The response has to reproduce all entries exactly while excluding their pictures.

[Saved data entries]

******

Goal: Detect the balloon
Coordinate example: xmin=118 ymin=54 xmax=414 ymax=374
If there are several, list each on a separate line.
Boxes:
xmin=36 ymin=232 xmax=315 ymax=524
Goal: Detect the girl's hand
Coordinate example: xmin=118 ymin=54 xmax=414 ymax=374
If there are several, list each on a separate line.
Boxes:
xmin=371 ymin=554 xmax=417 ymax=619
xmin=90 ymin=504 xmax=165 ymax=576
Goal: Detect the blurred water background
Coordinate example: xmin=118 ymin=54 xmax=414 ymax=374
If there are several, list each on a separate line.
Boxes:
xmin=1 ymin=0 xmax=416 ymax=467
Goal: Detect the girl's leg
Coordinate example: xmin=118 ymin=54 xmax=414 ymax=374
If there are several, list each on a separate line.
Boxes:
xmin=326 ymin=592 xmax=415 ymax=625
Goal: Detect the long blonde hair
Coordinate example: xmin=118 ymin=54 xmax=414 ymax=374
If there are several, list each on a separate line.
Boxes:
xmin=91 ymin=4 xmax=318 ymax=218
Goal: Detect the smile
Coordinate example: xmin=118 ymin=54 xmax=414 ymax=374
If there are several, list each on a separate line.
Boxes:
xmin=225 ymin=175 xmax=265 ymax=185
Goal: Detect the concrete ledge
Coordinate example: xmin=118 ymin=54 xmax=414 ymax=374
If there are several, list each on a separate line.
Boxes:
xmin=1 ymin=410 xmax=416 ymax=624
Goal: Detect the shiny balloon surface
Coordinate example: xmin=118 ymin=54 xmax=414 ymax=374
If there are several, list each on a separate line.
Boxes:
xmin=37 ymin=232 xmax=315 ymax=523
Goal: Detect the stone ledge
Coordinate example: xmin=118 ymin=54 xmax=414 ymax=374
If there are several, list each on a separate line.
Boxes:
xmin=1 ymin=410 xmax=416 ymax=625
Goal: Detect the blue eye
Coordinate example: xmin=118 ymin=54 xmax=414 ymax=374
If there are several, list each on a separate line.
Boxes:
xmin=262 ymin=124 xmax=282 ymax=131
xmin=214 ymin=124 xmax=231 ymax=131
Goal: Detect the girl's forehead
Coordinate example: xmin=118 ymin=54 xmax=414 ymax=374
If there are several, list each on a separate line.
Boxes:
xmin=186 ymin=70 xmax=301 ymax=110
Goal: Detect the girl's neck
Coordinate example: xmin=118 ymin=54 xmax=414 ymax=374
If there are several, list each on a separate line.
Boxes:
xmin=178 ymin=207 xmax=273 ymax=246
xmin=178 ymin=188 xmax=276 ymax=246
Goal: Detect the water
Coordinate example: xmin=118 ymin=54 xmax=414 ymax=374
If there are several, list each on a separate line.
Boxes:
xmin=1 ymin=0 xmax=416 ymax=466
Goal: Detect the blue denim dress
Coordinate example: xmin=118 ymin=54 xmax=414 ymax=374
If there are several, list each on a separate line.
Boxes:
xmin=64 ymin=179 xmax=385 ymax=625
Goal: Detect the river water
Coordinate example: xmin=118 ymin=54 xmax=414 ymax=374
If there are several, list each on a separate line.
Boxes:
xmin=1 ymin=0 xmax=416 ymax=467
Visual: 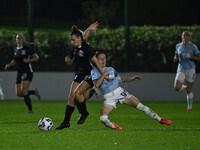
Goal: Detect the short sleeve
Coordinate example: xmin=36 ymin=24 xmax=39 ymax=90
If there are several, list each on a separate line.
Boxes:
xmin=192 ymin=44 xmax=200 ymax=55
xmin=26 ymin=45 xmax=35 ymax=55
xmin=110 ymin=67 xmax=118 ymax=77
xmin=91 ymin=68 xmax=101 ymax=80
xmin=83 ymin=41 xmax=96 ymax=59
xmin=175 ymin=44 xmax=178 ymax=54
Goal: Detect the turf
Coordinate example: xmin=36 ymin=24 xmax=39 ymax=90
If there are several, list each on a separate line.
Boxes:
xmin=0 ymin=100 xmax=200 ymax=150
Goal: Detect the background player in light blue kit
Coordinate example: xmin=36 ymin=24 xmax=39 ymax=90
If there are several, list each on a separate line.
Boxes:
xmin=173 ymin=31 xmax=200 ymax=112
xmin=91 ymin=52 xmax=171 ymax=130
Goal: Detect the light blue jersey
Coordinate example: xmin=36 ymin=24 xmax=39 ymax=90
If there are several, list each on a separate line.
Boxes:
xmin=175 ymin=42 xmax=200 ymax=71
xmin=91 ymin=67 xmax=121 ymax=94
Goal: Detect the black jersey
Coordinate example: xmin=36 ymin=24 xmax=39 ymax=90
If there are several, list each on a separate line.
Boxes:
xmin=69 ymin=40 xmax=96 ymax=73
xmin=13 ymin=45 xmax=35 ymax=73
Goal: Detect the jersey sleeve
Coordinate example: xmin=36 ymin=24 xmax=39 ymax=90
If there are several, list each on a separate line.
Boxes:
xmin=192 ymin=44 xmax=200 ymax=55
xmin=111 ymin=67 xmax=118 ymax=77
xmin=26 ymin=46 xmax=35 ymax=56
xmin=175 ymin=44 xmax=179 ymax=54
xmin=84 ymin=41 xmax=96 ymax=59
xmin=91 ymin=68 xmax=101 ymax=80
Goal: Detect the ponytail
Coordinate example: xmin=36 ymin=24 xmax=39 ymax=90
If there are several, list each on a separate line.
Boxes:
xmin=70 ymin=25 xmax=83 ymax=39
xmin=24 ymin=40 xmax=40 ymax=46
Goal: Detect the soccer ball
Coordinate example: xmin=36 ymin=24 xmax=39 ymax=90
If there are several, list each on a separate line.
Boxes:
xmin=38 ymin=117 xmax=53 ymax=131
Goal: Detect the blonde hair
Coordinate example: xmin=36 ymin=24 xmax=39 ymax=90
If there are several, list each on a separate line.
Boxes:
xmin=16 ymin=33 xmax=40 ymax=45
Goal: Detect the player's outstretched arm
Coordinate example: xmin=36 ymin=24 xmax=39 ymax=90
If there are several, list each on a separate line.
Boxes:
xmin=119 ymin=75 xmax=142 ymax=82
xmin=83 ymin=21 xmax=99 ymax=40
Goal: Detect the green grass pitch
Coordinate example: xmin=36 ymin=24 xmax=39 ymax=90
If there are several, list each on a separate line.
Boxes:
xmin=0 ymin=100 xmax=200 ymax=150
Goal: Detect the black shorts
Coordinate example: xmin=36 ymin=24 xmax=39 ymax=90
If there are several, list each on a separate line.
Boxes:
xmin=16 ymin=72 xmax=33 ymax=84
xmin=74 ymin=72 xmax=94 ymax=87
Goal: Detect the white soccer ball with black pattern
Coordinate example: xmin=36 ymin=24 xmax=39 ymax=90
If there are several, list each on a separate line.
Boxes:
xmin=38 ymin=117 xmax=53 ymax=131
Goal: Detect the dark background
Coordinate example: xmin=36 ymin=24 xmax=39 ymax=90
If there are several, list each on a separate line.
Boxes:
xmin=0 ymin=0 xmax=200 ymax=28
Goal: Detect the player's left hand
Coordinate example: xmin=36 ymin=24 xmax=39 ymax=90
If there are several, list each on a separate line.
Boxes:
xmin=89 ymin=21 xmax=99 ymax=30
xmin=189 ymin=54 xmax=195 ymax=60
xmin=131 ymin=75 xmax=142 ymax=81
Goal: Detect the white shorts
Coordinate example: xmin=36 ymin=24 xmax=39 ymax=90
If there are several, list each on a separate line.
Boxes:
xmin=175 ymin=69 xmax=196 ymax=83
xmin=103 ymin=87 xmax=132 ymax=108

******

## Completed exercise
Goal: Detect the balloon
Coordinate example: xmin=118 ymin=54 xmax=414 ymax=374
If there are several, list each on a separate line.
Boxes:
xmin=36 ymin=232 xmax=315 ymax=524
Goal: Detect the girl's hand
Coordinate example: xmin=118 ymin=54 xmax=414 ymax=374
If there are several, list each on a separate line.
Boxes:
xmin=371 ymin=554 xmax=417 ymax=619
xmin=90 ymin=504 xmax=165 ymax=576
Goal: Detect the blurred water background
Coordinate example: xmin=118 ymin=54 xmax=414 ymax=374
If there are several, list each on a separate line.
Boxes:
xmin=1 ymin=0 xmax=416 ymax=467
Goal: Detect the girl's leg
Coordinate example: xmin=118 ymin=54 xmax=414 ymax=374
If there are several, list each on a separate line.
Boxes:
xmin=326 ymin=592 xmax=415 ymax=625
Goal: Detect the long blonde hair
Coordinate example: xmin=118 ymin=54 xmax=414 ymax=374
If there are several, list each on a separate line.
Boxes:
xmin=91 ymin=4 xmax=318 ymax=218
Goal: Detect the smile
Coordinate example: xmin=118 ymin=54 xmax=414 ymax=374
If there are several, list each on a separate line.
Boxes:
xmin=225 ymin=175 xmax=265 ymax=185
Goal: Detect the concrete ledge
Coordinate example: xmin=118 ymin=54 xmax=414 ymax=374
If there are several, list each on a separate line.
Boxes:
xmin=1 ymin=410 xmax=416 ymax=624
Goal: Detect the shiny balloon surface
Coordinate example: xmin=118 ymin=54 xmax=414 ymax=374
If there are several, list each on a separate line.
Boxes:
xmin=37 ymin=232 xmax=315 ymax=523
Goal: Detect the stone ledge
Coordinate example: xmin=118 ymin=54 xmax=414 ymax=374
If there are several, list each on a separate line.
Boxes:
xmin=1 ymin=410 xmax=416 ymax=625
Goal: Detect the blue eye
Coordinate example: xmin=118 ymin=54 xmax=414 ymax=374
If there are several, list each on a separate line.
Boxes:
xmin=262 ymin=124 xmax=282 ymax=131
xmin=214 ymin=124 xmax=231 ymax=131
Goal: Detect the girl's forehead
Coordinate example: xmin=118 ymin=54 xmax=414 ymax=374
If there are several, list each on a separate line.
Boxes:
xmin=186 ymin=70 xmax=301 ymax=110
Goal: Detect the girl's neck
Coordinate example: xmin=118 ymin=54 xmax=414 ymax=374
If there are several, list each on a separate line.
Boxes:
xmin=178 ymin=207 xmax=273 ymax=246
xmin=178 ymin=188 xmax=276 ymax=246
Goal: Detect the water
Coordinate example: xmin=118 ymin=54 xmax=414 ymax=374
If there are several, list each on a separate line.
Boxes:
xmin=1 ymin=0 xmax=416 ymax=466
Goal: Detect the blue denim dress
Coordinate example: xmin=118 ymin=54 xmax=414 ymax=374
If there are several, list each on a separate line.
Boxes:
xmin=64 ymin=179 xmax=385 ymax=625
Goal: Detect the river water
Coordinate example: xmin=118 ymin=54 xmax=414 ymax=374
If there are several, list each on a separate line.
Boxes:
xmin=1 ymin=0 xmax=416 ymax=467
Visual: 
Goal: Detect the short sleeve
Coordinate example: xmin=36 ymin=24 xmax=39 ymax=90
If there are several, list each on a separate line.
Boxes:
xmin=192 ymin=44 xmax=200 ymax=55
xmin=26 ymin=45 xmax=35 ymax=55
xmin=110 ymin=67 xmax=118 ymax=77
xmin=91 ymin=68 xmax=101 ymax=80
xmin=83 ymin=41 xmax=96 ymax=59
xmin=175 ymin=44 xmax=178 ymax=54
Goal: Detect the turf
Coordinate example: xmin=36 ymin=24 xmax=39 ymax=90
If there are several, list each on a separate line.
Boxes:
xmin=0 ymin=100 xmax=200 ymax=150
Goal: Detect the background player in light blue kit
Coordinate example: xmin=36 ymin=24 xmax=39 ymax=90
If there are several, list each on a separate line.
Boxes:
xmin=173 ymin=31 xmax=200 ymax=112
xmin=91 ymin=52 xmax=171 ymax=130
Goal: Detect the light blue jersey
Coordinate example: xmin=36 ymin=24 xmax=39 ymax=90
If there are several, list each on a separate line.
Boxes:
xmin=175 ymin=42 xmax=200 ymax=71
xmin=91 ymin=67 xmax=121 ymax=94
Goal: Detect the black jersey
Coordinate example: xmin=36 ymin=24 xmax=39 ymax=90
If there are several, list each on a separate line.
Boxes:
xmin=69 ymin=40 xmax=96 ymax=73
xmin=13 ymin=45 xmax=35 ymax=73
Goal: Detect the jersey sleeve
Coordinate example: xmin=36 ymin=24 xmax=39 ymax=90
If there are several, list each on a separate line.
Boxes:
xmin=192 ymin=44 xmax=200 ymax=55
xmin=111 ymin=67 xmax=118 ymax=77
xmin=26 ymin=46 xmax=35 ymax=56
xmin=175 ymin=44 xmax=179 ymax=54
xmin=84 ymin=41 xmax=96 ymax=59
xmin=91 ymin=68 xmax=101 ymax=80
Goal: Detect the ponytail
Coordinate example: xmin=36 ymin=24 xmax=39 ymax=90
If there are several, list each on a separate line.
Boxes:
xmin=70 ymin=25 xmax=83 ymax=39
xmin=24 ymin=40 xmax=40 ymax=46
Goal: Detect the soccer ball
Coordinate example: xmin=36 ymin=24 xmax=39 ymax=90
If there are several, list each on a separate line.
Boxes:
xmin=38 ymin=117 xmax=53 ymax=131
Goal: Detect the blonde hair
Coordinate example: xmin=36 ymin=24 xmax=39 ymax=90
If there are several, list each on a separate line.
Boxes:
xmin=16 ymin=33 xmax=40 ymax=45
Goal: Detect the player's outstretched arm
Coordinate example: xmin=36 ymin=24 xmax=39 ymax=90
If there are several, list each on a separate line.
Boxes:
xmin=119 ymin=75 xmax=142 ymax=82
xmin=83 ymin=21 xmax=99 ymax=40
Goal: Detect the green grass pitch
Coordinate example: xmin=36 ymin=24 xmax=39 ymax=90
If there are several, list each on a separate line.
Boxes:
xmin=0 ymin=100 xmax=200 ymax=150
Goal: Detect the black shorts
Coordinate example: xmin=36 ymin=24 xmax=39 ymax=90
If there are several, list each on a separate line.
Boxes:
xmin=16 ymin=72 xmax=33 ymax=84
xmin=74 ymin=72 xmax=94 ymax=87
Goal: Detect the white soccer ball with black pattern
Coordinate example: xmin=36 ymin=24 xmax=39 ymax=90
If there are several, list each on a separate line.
Boxes:
xmin=38 ymin=117 xmax=53 ymax=131
Goal: Detect the dark background
Coordinate example: xmin=36 ymin=24 xmax=39 ymax=90
If there are several, list each on a separate line.
Boxes:
xmin=0 ymin=0 xmax=200 ymax=28
Goal: Detect the player's left hand
Coordinate example: xmin=36 ymin=24 xmax=39 ymax=90
If there are several, list each on a separate line.
Boxes:
xmin=89 ymin=21 xmax=99 ymax=30
xmin=189 ymin=54 xmax=195 ymax=60
xmin=131 ymin=75 xmax=142 ymax=81
Goal: Detect the white shorts
Coordinate example: xmin=36 ymin=24 xmax=39 ymax=90
If there are several, list each on a separate line.
Boxes:
xmin=175 ymin=69 xmax=196 ymax=83
xmin=103 ymin=87 xmax=132 ymax=108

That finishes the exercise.